# Start of Document extract

After the AGB phase the star follows a horizontal track in the Hertzprung-Russell diagram (Schönberner 1981, 1983). The convective envelope of the star is expelled and its hot core revealed. This process takes about $10^3 \sim 10^4$ years before the luminosity of the core decreases and the star moves towards the white dwarf cooling track. Immediately after the envelope is expelled a reflection nebula appears around the star. Eventually a small HII region appears in the inner part of the nebula followed by metallic emission lines of increasing ionization potential in the spectrum. This hybrid object, which still shows some characteristics of the AGB phase like intense infrared continuum and molecular bands, is often called "post-AGB'' star or "proto planetary nebula''. Here we prefer the name "transition object'', without making distinctions in the true evolutionary status during its horizontal trajectory after the end of the AGB. The study of these objects has in fact shown that they are evolved objects, with chemical abundances and metallicities that resemble those of AGB stars, showing enhanced s-process and CN abundances. About one to two hundred candidates have been suggested, observed and confirmed as transition objects, so far.

# End of Document extract

◆ Given request A:
In the records below, pick out each line containing the word "lake" and copy those lines.

# Start of Material for this exercise

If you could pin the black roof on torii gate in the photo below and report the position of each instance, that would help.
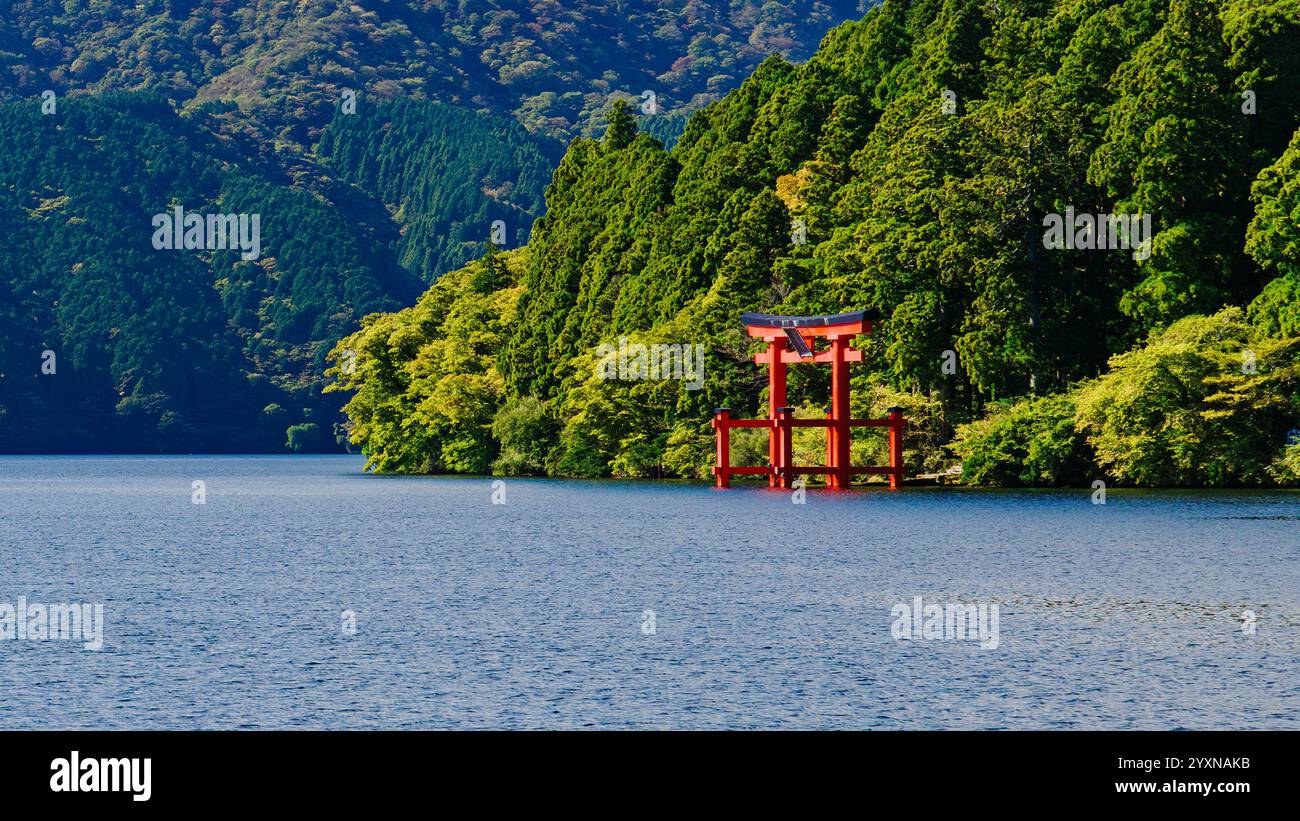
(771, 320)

# End of Material for this exercise
# Start of Material for this exercise

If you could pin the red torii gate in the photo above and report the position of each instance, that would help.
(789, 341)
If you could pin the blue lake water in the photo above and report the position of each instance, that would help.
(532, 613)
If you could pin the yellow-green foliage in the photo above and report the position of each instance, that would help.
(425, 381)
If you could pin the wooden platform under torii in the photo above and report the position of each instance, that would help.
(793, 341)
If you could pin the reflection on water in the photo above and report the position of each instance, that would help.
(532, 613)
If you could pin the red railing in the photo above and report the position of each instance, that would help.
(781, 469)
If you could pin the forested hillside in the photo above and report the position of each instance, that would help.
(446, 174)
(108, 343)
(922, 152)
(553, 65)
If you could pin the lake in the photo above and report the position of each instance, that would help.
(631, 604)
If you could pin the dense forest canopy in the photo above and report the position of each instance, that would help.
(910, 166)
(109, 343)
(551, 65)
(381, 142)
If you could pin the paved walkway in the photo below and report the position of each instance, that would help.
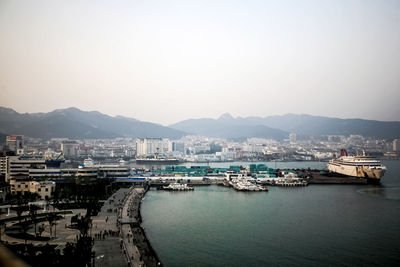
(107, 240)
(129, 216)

# End of Material for this exercise
# Start of Material for this exercise

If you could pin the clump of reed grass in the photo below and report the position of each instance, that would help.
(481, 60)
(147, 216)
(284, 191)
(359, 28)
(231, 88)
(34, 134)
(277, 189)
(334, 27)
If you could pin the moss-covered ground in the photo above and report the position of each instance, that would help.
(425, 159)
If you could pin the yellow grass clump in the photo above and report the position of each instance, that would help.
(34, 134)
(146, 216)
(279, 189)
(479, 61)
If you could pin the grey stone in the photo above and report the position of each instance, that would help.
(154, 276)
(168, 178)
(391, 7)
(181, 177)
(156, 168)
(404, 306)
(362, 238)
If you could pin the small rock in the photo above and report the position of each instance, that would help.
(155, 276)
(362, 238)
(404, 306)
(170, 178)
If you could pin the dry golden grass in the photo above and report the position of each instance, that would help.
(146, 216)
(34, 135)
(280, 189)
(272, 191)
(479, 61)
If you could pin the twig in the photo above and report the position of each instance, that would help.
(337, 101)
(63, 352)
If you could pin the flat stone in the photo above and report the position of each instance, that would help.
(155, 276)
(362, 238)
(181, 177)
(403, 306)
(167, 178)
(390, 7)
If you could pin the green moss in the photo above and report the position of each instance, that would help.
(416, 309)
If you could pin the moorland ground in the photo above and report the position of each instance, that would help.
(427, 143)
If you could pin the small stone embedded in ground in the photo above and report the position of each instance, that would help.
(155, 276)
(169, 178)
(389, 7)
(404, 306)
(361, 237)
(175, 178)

# End of Material for this exercise

◆ Given request B:
Carry the passage on stars leaving the asymptotic giant branch forward from its final sentence.

◆ Right answer A:
If you could pin the blue lake water in the photo above and report the position of each instance, that would help.
If you could pin the lake in the photo above and report the position of each instance, that would help.

◆ Right answer B:
Van der Veen & Habing (1988, hereafter VH) studied the distribution of different kinds of AGB star in the [12-25$]\times[$25-60] colour-colour diagram. The diagram was divided into regions, each corresponding to one type of object. Regions I through IIIb (see Fig. 5b in VH) contain the stars evolving from O-rich Miras to OH/IR stars. Region IV mainly consists of transition objects, and region V of planetary nebulae. The release of the MSX point source catalogue (Egan et al. 1997) has offered a new opportunity to study the AGB to PN evolution in mid-infrared colour-colour diagrams. The main scope of this work is to verify whether the AGB to PN evolution in MSX colour-colour diagrams follows a pattern similar to what was found by VH using the IRAS colour-colour diagram. We make use of samples containing OH/IR objects, C-rich AGB stars, transition objects, and planetary nebulae, to study how these objects are spread in different MSX (and near-infrared) colour-colour diagrams. We also compare the distributions above with predictions of synthetic theoretical models of post-AGB evolution. The scheme of this paper is as follows: in Sect. 2 we present an overview of the database used in this work; in Sect. 3 colour-colour diagrams are discussed; Sect. 4 contains a discussion about the nature of the transition objects; Sect. 5 is devoted to the comparison between theoretical models for post-AGB evolution and the data; and in Sect. 6 we present our conclusions.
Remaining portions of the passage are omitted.